## [Task brief]
Only the line containing "In the photo above, where can the white" and the lines after it, through the end of the data below, are to be returned, each exactly as it stands.

━━━━━━━━

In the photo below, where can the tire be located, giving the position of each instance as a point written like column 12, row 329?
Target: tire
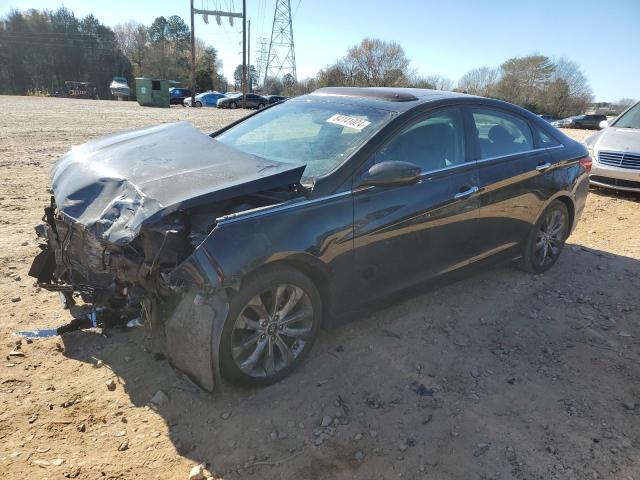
column 546, row 240
column 252, row 350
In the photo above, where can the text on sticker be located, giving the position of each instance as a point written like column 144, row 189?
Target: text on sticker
column 347, row 121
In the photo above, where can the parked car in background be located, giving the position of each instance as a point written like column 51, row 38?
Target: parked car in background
column 205, row 99
column 548, row 118
column 616, row 152
column 177, row 95
column 591, row 122
column 275, row 98
column 119, row 88
column 241, row 243
column 235, row 101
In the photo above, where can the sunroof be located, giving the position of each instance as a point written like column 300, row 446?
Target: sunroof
column 388, row 94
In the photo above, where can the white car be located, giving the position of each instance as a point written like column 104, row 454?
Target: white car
column 615, row 151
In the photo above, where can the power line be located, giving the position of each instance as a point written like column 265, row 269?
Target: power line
column 281, row 59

━━━━━━━━

## [Response below]
In the photo above, where can the white car be located, giving the position of each instance as a point written like column 104, row 454?
Target: white car
column 615, row 151
In the photo above, where can the power line be located, giving the position of each instance as a point written like column 265, row 269?
Target: power line
column 281, row 59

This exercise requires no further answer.